Problem details: Copy every line of the material below word for word, leaving out the pictures.

Records to process:
»»

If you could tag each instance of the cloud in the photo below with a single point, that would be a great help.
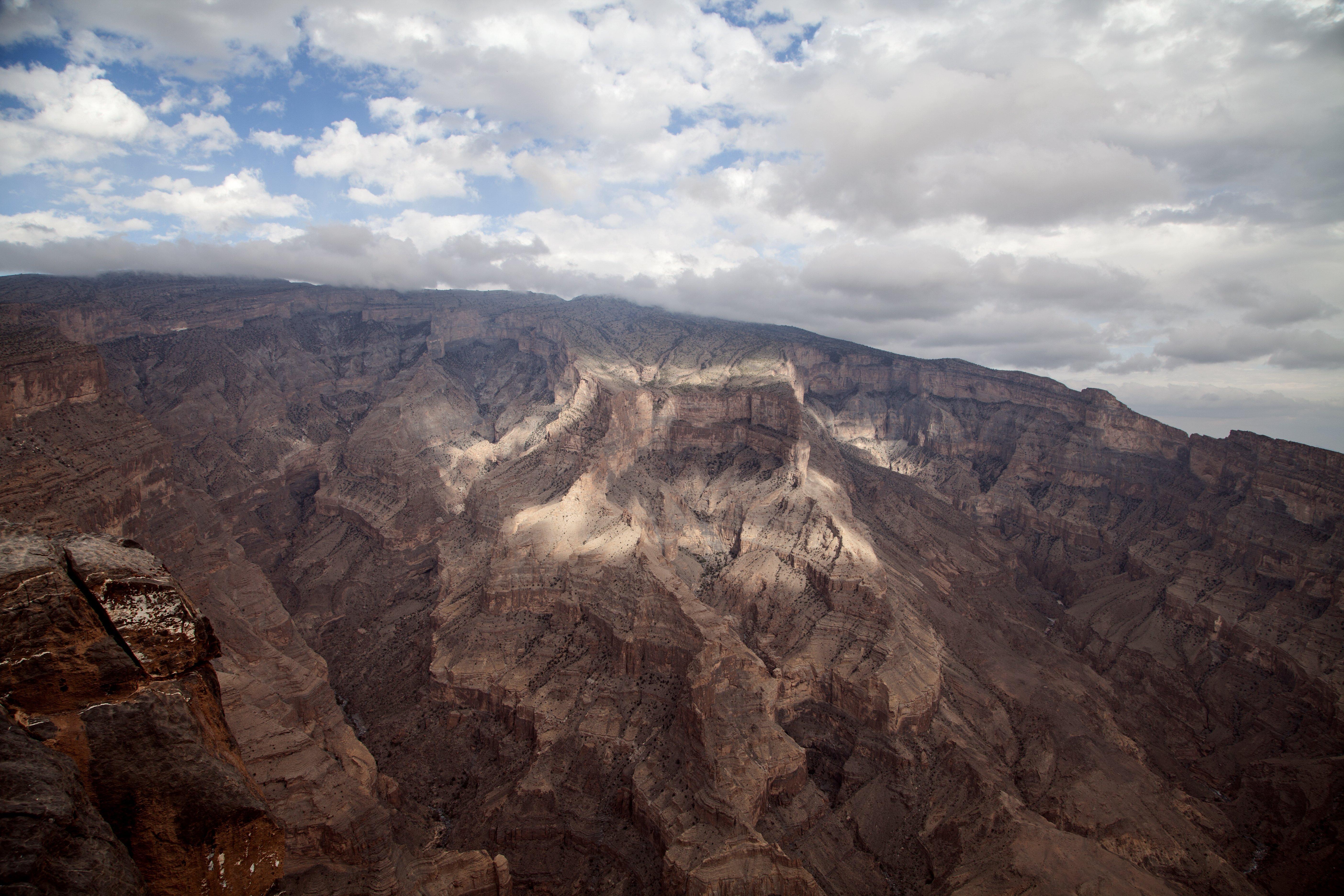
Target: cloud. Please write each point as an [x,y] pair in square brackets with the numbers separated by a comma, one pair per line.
[1131,190]
[70,116]
[218,209]
[904,281]
[419,159]
[1214,410]
[1269,307]
[1288,348]
[428,232]
[41,228]
[273,140]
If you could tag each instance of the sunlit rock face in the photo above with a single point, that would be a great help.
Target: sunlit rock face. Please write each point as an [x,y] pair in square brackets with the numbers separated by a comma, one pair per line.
[650,604]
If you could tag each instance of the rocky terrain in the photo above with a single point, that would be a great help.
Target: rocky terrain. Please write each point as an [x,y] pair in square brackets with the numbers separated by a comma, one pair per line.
[591,598]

««

Task response:
If you could tag each instance of the cloud in the photo below with a single point, that would be a great help.
Target: cloud. Please write each point as an [x,y] pair in square brackets with the numbers separated by a comma, one pair per line.
[1131,190]
[70,116]
[218,209]
[904,281]
[419,159]
[1214,410]
[1269,307]
[1288,348]
[428,232]
[41,228]
[273,140]
If you could tag each instance of the sunlit rock face in the photo above with a single point, that would be a great help.
Target: sunlit rock face. Please write each point as an [x,y] pair in square brackets with the numbers separated by a comma, one pair per line.
[650,604]
If you could tag each instance of the rocky terrain in the photo above with a single point, that would be a great help.
Target: rocky terrain. Please write each point as an [x,y] pair in square brackets with the numbers separated by a comma, one pair per line.
[591,598]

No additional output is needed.